#### TASK PROMPT
In the passage below, why might it not be safe to pre-compile the list in "for i in [1,2,3]: print i"?

Tail recursion to while iteration in 2 easy steps

Terry Reedy tjreedy at udel.edu
Wed Oct 2 22:41:00 EDT 2013


On 10/2/2013 9:46 PM, MRAB wrote:
> On 03/10/2013 02:39, Dave Angel wrote:
>> On 2/10/2013 21:24, Steven D'Aprano wrote:
>>
>>> On Wed, 02 Oct 2013 18:17:06 -0400, Terry Reedy wrote:
>>>
>>>> CPython core developers have be very conservative about what
>>>> tranformations they put into the compiler. (1,2,3) can always be
>>>> compiled as a constant, and so it is. [1,2,3] might or might not be a
>>>> constant, depending on the context, and no attempt is made to analyze
>>>> that.

To be specific: in

for i in [1,2,3]: print i

it looks like it might be save to pre-compile the list and just use it 
when the code is run. But if the above is in a function object whose 
code object is ever introspected, the list object could be accessed and 
mutated. Letting the compiler know that it can do the optimization is 
one reason to use tuples in situations like the above.

#### INFORMATION PROVIDED
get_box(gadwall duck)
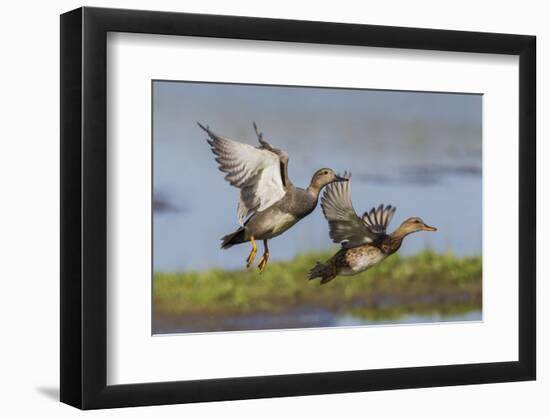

#### FULL ANSWER
If that code is in a function object whose code object is ever introspected, the list object could be accessed and mutated.